Passage given:
+++

Nor has it yet entirely managed to dispel fears that it may end up suffering rather deeper losses. The consequent damage to the share price has for the time being all but sunk the Barclays bid for ABN Amro. It will take a very dramatic recovery indeed to again bring it within spitting distance of the alternative from a Royal Bank of Scotland-led consortium. More by chance than design this may mean that RBS's Sir Fred Goodwin ends up paying a lot more than he would have needed to, but this scarcely makes up for the disappointment at Barclays.

The secrecy that surrounds use of the Bank's standing facility has turned out to be a quite damaging characteristic of an otherwise vital part of the interbank payments system. The refusal to name Barclays and the technical reasons why it was forced to borrow unnecessarily unsettled currency markets yesterday as well as causing speculation to run riot over who the guilty party might be.

The last time it happened, rival bankers freely named Barclays as the miscreant. This time they were under strict instructions from the Bank of England not to comment, but when did that ever stop the free flow of gossip in the City? By tea-time everyone knew. The Bank insists it cannot name the parties involved because that would stigmatise them.

+++

Data excerpts:

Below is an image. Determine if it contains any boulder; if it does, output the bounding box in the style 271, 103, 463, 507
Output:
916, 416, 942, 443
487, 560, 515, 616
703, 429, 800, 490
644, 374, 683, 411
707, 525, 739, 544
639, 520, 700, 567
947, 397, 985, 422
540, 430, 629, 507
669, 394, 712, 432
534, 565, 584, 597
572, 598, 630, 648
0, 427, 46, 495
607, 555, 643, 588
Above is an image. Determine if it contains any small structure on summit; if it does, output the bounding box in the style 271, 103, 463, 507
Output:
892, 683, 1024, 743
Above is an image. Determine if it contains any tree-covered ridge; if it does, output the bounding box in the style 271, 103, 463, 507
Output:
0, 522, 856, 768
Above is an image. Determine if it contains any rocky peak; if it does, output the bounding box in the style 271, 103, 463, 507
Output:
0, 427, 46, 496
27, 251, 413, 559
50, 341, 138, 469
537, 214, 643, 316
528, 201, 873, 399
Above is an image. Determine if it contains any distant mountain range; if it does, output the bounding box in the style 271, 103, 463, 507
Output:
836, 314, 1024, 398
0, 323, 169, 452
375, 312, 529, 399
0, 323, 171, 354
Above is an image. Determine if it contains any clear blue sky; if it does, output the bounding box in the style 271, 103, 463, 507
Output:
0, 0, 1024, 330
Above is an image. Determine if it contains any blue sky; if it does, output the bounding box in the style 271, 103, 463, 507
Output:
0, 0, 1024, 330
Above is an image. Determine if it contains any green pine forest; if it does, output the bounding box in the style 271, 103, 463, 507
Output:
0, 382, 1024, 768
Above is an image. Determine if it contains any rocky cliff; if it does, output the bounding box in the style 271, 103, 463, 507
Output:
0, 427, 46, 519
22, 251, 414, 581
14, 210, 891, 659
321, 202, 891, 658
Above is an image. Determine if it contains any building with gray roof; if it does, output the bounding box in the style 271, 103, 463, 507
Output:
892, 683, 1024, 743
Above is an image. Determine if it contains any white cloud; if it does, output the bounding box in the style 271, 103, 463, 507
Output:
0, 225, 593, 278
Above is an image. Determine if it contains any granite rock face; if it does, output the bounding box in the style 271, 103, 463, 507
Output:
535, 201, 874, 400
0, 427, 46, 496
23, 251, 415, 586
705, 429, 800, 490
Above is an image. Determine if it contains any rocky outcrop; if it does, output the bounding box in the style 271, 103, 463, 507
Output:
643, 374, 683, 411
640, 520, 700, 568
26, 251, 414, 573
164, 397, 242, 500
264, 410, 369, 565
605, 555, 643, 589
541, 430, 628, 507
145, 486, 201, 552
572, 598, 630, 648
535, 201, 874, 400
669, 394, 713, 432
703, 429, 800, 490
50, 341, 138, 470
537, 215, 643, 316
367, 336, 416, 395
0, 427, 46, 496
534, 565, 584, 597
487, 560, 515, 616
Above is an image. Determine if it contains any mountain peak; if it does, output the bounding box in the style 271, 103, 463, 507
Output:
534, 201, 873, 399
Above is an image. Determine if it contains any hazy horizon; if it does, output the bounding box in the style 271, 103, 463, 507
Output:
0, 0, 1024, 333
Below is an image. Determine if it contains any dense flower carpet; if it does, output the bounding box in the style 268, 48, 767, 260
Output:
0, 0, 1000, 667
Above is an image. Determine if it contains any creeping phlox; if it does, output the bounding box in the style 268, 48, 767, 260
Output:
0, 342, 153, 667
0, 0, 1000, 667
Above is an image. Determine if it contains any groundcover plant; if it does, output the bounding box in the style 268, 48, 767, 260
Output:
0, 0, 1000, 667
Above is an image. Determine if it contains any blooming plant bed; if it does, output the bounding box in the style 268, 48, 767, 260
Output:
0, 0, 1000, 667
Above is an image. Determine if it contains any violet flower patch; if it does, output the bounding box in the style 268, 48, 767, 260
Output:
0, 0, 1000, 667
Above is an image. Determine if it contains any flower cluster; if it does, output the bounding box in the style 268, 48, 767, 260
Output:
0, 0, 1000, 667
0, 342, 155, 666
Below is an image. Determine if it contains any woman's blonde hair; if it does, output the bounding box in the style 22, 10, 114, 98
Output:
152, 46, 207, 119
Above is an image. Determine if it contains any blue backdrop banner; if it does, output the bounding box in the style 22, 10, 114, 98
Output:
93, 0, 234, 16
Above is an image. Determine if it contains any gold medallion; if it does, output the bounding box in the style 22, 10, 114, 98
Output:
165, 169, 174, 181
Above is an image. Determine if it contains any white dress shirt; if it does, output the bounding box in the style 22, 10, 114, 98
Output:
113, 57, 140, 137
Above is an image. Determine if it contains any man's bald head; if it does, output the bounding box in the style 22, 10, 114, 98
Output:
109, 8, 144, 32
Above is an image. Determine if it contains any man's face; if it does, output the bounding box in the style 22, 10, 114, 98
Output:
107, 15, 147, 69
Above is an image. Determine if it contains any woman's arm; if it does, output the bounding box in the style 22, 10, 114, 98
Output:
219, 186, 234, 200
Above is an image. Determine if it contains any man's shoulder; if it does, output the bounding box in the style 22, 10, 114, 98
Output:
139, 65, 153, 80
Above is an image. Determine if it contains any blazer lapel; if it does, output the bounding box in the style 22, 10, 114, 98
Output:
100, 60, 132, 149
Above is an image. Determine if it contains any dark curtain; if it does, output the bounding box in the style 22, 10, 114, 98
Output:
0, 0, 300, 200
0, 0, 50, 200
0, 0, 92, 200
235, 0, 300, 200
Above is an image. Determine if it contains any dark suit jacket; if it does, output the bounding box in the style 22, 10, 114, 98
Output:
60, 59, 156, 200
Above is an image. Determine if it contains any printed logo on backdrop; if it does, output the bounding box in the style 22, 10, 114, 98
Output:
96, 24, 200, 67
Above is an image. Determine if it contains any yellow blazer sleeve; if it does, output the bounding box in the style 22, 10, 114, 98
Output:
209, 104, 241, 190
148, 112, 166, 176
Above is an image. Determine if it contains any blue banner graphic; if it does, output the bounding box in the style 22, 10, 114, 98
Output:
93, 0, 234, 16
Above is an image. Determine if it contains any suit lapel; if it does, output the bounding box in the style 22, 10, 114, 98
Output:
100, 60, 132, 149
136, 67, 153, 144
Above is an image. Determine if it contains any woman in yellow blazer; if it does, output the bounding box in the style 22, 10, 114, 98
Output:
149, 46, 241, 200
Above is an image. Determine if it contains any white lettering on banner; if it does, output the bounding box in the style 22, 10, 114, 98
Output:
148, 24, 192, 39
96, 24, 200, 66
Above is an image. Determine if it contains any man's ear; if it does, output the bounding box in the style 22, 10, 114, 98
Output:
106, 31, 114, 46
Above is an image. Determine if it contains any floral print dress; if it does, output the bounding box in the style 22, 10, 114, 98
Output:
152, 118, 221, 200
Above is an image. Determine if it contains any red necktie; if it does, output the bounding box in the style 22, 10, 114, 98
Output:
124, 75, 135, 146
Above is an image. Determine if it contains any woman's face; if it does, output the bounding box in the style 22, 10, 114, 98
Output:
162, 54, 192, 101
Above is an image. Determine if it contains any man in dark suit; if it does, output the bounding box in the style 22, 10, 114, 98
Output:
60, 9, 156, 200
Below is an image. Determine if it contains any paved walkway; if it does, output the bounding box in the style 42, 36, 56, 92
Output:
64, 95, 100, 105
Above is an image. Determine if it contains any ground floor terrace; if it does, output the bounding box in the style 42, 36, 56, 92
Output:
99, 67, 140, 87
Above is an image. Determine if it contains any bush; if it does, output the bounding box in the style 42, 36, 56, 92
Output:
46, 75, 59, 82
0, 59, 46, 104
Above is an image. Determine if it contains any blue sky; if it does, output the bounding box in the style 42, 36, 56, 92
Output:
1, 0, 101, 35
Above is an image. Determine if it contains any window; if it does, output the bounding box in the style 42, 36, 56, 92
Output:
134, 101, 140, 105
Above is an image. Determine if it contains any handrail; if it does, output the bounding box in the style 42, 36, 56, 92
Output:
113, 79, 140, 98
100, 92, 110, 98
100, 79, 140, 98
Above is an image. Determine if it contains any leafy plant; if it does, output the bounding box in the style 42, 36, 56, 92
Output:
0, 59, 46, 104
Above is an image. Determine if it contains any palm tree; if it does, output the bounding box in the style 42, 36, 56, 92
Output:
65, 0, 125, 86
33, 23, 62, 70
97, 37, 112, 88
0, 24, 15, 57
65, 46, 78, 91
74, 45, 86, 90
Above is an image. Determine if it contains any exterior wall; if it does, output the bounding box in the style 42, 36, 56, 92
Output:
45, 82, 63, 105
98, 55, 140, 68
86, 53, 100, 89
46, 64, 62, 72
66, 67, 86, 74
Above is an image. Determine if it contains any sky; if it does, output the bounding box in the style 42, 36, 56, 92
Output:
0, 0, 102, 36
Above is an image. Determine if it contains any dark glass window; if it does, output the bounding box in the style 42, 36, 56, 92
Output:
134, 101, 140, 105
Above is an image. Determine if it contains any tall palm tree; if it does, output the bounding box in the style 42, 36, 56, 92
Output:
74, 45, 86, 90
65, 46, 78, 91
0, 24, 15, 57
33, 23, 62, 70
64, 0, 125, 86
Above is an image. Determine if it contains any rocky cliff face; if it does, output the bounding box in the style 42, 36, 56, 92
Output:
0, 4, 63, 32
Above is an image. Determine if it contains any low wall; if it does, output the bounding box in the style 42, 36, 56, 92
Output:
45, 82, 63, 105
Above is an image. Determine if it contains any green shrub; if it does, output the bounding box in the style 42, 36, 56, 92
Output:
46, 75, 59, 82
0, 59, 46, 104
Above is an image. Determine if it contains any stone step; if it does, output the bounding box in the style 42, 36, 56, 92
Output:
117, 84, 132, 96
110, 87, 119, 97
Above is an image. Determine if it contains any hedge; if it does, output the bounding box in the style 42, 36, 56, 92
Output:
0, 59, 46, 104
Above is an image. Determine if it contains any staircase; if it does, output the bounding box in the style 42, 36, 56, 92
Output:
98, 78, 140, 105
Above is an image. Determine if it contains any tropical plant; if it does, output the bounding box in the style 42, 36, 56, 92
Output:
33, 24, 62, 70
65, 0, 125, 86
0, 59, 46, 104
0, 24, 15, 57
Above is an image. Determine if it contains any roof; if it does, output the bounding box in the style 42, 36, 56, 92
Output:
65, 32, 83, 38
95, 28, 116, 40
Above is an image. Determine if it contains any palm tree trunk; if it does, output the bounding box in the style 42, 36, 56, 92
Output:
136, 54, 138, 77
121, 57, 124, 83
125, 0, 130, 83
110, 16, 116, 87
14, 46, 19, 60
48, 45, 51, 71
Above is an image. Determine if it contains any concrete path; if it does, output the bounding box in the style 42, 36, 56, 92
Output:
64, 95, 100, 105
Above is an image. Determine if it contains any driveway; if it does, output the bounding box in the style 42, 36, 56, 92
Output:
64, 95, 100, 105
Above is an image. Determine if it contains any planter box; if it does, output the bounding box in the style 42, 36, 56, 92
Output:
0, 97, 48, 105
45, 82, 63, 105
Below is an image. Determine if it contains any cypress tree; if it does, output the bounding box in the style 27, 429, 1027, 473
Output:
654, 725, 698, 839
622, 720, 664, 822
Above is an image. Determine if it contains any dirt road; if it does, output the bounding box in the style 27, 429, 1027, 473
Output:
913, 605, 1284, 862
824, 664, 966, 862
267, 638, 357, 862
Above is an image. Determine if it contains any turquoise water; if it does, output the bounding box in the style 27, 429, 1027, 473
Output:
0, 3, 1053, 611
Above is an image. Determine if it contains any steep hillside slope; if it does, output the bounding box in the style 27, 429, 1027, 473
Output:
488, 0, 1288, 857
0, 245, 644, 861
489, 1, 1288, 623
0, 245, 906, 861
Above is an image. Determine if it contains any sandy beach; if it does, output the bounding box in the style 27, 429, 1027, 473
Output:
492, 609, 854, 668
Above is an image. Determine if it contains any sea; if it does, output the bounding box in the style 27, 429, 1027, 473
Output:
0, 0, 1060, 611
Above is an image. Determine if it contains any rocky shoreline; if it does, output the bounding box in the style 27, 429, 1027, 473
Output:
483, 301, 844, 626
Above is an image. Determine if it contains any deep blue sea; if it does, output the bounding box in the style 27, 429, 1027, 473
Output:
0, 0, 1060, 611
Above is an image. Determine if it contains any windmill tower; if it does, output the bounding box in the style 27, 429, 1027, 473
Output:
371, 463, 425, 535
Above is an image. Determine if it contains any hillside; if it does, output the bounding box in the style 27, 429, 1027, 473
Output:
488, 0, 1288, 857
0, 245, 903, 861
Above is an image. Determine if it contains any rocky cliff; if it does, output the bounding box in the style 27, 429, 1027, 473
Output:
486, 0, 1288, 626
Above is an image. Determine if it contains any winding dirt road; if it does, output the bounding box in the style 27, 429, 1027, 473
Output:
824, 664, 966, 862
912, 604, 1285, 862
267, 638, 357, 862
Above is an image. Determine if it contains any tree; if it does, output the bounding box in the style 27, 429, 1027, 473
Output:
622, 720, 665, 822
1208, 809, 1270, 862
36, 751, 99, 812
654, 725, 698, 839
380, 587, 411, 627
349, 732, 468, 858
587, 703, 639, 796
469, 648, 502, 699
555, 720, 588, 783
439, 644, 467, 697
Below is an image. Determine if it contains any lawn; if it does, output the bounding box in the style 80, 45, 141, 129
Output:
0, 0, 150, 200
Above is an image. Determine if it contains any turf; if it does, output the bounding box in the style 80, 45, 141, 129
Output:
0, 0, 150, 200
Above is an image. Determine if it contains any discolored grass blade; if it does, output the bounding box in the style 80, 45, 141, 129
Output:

+++

Work to be completed:
Extend the commentary on Barclays and the Bank of England's standing facility, picking up after its final sentence. The records are separate material with no connection to the commentary on Barclays and the Bank of England.

Exercise output:
Furthermore, if they thought they were going to be stigmatised in this way, they wouldn't use the facility and the payments system would break down. Yet in the end the truth will always out. Part of the problem in the crisis is a lack of transparency. A little glasnost from the Bank would provide some welcome relief.

Fed's dilemma: pulling on elastic

Monetary policy is sometimes likened to pulling on a heavy weight with a piece of elastic. At first, the object doesn't move at all, so you pull harder, until eventually it comes hurtling back at a quite undesirable and dangerous speed, squidging everything before it. The trick is, of course, to pull just hard enough to move the weight, but not so hard that it shifts in an uncontrolled fashion.

Central bankers rarely get it exactly right. Cut interest rates too far and for too long in response to a downturn, and you risk creating the sort of credit and housing boom that lies at the heart of the present mischief in debt markets. Raise them too much too swiftly in response, and the danger is that the economy will be plunged into recession. It's already too late to do anything about the first leg of this process.

With the benefit of hindsight, the US Federal Reserve quite plainly cut interest rates too far, and then kept them too low for too long. The question is whether Ben Bernanke, the Federal Reserve chairman, is now making the same mistake in reverse by holding rates too high for too long.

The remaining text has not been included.